- DOCUMENT EXCERPT:
2.12 In Northland Development & Hotel Corpn. v. CIT [2012] 349 ITR 363/25 taxmann.com 369/210 Taxman 249 (SC), the outstanding balance of loan was shown by appellant as Rs. 52,07,873 along with interest while the amount payable in the bank books was Rs. 42,45,477. Due to classification by bank the loan as a non-performing asset the interest was probably not charged by bank. The loan was settled to be paid by appellant through consent decree, to the tune of Rs.42,45,477.
On the issue of levy of penalty before the Apex Court (on the appeal against the decision of the Allahabad High Court) it was held, on the facts and circumstances of the case, that the penalty was not leviable under section 271(1)(c).
2.13 The SC in Cement Marketing Co. of India Ltd. v. Asstt. CST [1980] 124 ITR 15/4 Taxman 44 has held that a return cannot be "false", unless there is an element of deliberateness in it. If there was omission to include certain item in return of turnover on bona fide belief that it was not taxable, the return was not false (held in respect of S. 43 of M.P. General Sales Tax Act, 1958/s. 9(2) of Central Sales Tax Act,1956).
2.14 DIT v. Asia Attractive Dividend Stock Fund - Penalty for the concealment of income could not be levied in the case of bona fide error which was rectified by the assessee on its own [DIT v. Asia Attractive Dividend Stock Fund [2013] 35 taxmann. com 265 (Bom)].

- GIVEN PROBLEM: According to the tax case summaries above, what must a return contain before it can be called "false"?

- DATA RECORDS:
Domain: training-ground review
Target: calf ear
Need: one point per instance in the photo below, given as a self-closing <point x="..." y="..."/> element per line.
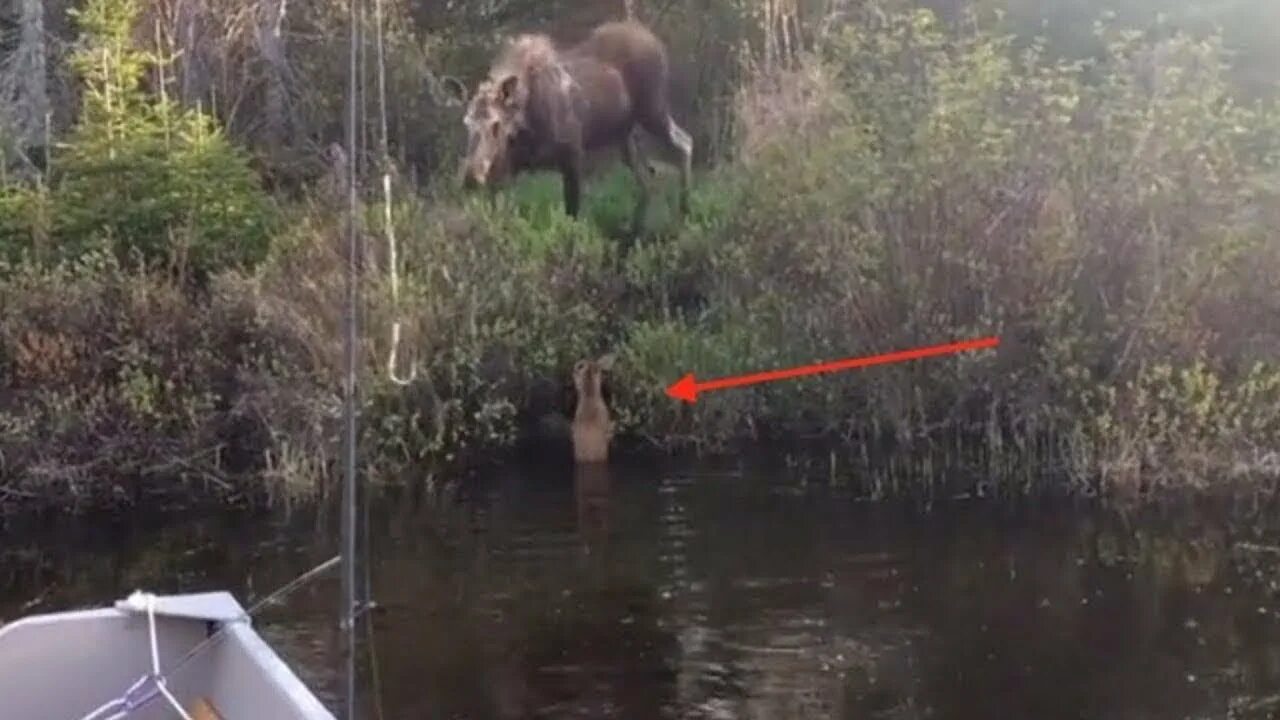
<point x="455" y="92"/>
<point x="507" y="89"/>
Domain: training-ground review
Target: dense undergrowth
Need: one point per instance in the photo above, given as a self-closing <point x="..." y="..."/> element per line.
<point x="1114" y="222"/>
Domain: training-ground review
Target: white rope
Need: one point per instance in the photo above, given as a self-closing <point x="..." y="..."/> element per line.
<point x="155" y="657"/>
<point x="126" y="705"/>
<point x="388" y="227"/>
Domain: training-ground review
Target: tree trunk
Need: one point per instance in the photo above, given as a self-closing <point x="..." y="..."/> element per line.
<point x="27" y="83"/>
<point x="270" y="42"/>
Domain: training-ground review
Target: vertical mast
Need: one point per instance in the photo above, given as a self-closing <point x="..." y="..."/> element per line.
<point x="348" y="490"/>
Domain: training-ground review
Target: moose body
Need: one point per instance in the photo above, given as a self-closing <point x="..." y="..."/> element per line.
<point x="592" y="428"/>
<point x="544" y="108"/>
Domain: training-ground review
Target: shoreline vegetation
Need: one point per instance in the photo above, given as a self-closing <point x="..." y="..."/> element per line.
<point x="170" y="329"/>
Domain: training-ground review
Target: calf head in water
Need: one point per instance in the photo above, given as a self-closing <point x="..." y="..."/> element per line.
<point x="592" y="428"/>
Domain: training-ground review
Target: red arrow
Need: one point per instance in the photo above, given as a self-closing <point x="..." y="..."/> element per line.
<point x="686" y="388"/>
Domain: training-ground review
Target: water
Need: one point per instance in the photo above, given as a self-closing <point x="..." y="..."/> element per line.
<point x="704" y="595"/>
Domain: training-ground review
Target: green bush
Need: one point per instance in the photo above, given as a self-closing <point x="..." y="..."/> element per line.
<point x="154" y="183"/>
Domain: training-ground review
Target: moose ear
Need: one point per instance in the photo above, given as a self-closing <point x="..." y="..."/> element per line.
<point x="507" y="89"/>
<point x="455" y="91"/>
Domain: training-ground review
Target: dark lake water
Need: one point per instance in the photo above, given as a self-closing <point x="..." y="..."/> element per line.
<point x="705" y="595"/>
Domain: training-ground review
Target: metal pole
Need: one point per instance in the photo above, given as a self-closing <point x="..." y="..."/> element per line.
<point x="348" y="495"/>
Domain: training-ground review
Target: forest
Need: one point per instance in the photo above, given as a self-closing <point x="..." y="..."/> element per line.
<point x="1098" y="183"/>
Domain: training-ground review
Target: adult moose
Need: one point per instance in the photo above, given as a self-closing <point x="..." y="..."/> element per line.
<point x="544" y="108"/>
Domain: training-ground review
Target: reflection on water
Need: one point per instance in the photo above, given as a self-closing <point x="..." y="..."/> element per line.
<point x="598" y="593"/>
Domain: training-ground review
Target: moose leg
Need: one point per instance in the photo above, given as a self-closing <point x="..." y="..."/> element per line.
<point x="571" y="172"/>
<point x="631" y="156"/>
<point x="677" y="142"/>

- TASK ANSWER: An element of deliberateness.